Set down the material once more, exactly as it appears.

Pointing dataset excerpts:
◇ ◇ ◇
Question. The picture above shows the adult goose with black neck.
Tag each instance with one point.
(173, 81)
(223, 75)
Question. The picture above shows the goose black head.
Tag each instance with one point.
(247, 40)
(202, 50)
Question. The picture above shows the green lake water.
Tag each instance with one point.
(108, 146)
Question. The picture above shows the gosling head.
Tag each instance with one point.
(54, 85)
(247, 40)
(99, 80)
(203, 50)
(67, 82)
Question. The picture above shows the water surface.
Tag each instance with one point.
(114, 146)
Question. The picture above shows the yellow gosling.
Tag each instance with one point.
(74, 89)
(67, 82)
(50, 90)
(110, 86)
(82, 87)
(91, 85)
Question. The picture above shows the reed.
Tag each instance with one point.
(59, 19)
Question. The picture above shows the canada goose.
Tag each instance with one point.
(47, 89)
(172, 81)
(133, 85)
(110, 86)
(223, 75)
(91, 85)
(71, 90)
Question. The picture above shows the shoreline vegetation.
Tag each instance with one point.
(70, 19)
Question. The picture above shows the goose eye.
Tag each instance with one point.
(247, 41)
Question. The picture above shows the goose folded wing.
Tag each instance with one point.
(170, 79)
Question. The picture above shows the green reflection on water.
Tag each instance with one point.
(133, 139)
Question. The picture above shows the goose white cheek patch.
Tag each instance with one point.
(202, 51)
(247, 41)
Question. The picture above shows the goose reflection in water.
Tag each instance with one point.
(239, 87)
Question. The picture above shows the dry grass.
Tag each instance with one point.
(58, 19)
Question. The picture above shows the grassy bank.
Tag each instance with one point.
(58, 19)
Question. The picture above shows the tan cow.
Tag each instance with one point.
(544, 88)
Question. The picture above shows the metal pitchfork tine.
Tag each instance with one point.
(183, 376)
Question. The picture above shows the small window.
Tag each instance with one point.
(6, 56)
◇ ◇ ◇
Exercise answer:
Question. The picture above shows the adult goose with black neck.
Tag each instance with one point.
(173, 81)
(223, 75)
Question. The picture above shows the goose black head.
Tag each instance with one point.
(247, 40)
(202, 50)
Question. The picture above shows the green lake water.
Tag each instance with one point.
(108, 146)
Question. The picture above shows the gosling head.
Tag each instance with one point.
(54, 85)
(247, 40)
(99, 80)
(203, 50)
(67, 82)
Question. The picture above shows the water surface.
Tag each instance with one point.
(114, 146)
Question. The picture above shows the yellow gosling.
Tag each instance with one point.
(74, 89)
(67, 82)
(50, 90)
(110, 86)
(82, 87)
(91, 85)
Question. The picture above shows the reed.
Tag each instance with one point.
(59, 19)
Question. The picture above shows the canada goose.
Tag each instance with one point.
(47, 89)
(172, 81)
(133, 85)
(110, 86)
(223, 75)
(91, 85)
(71, 90)
Question. The picture above shows the shoreline vegetation.
Tag each instance with one point.
(70, 19)
Question. The picture above shows the goose eye.
Tag each instance with one point.
(247, 41)
Question. The picture above shows the goose folded wing.
Tag each instance with one point.
(170, 79)
Question. The picture above shows the green reflection on water.
Tag each instance with one point.
(133, 139)
Question. The picture above shows the goose white cheek patch.
Tag each instance with one point.
(202, 51)
(247, 41)
Question. The picture above shows the goose reflection in water.
Tag each instance with one point.
(239, 87)
Question. The picture above shows the dry grass.
Tag each instance with one point.
(58, 19)
Question. The picture above shows the grassy bank.
Tag each instance with one point.
(58, 19)
Question. The picture above shows the tan cow.
Tag each instance with one point.
(544, 88)
Question. The picture above shows the metal pitchfork tine.
Tag each instance with one point.
(183, 376)
Question. The picture above shows the small window.
Tag each instance with one point.
(6, 56)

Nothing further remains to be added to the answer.